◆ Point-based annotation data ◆
+---+

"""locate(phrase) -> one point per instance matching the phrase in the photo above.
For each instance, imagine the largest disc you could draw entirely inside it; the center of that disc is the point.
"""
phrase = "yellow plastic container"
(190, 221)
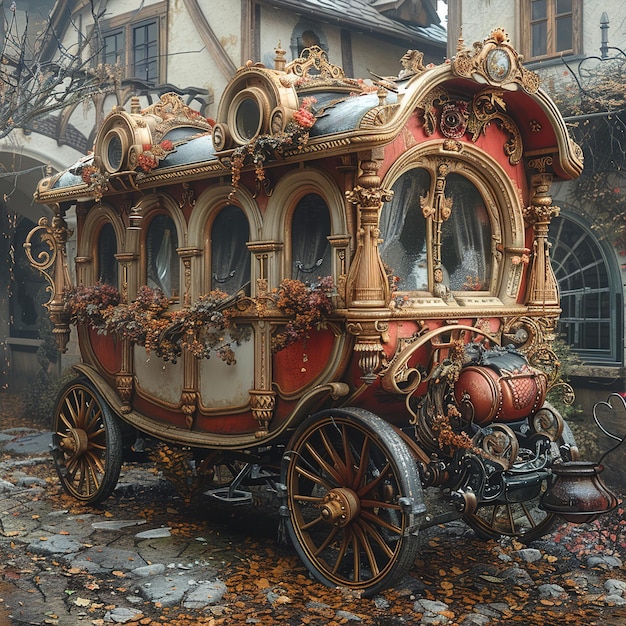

+---+

◆ REQUIRED WORK ◆
Please rewrite the material above with every "phrase" changed to "query" and nothing else altered. Leave out the pictures.

◆ COMPLETE OUTPUT ◆
"""locate(query) -> one point per instance matching the query in the photo above.
For each instance, imagine the largest disc you could draw entirely inside it; the center of that disc is the point.
"""
query = "yellow plastic container"
(190, 221)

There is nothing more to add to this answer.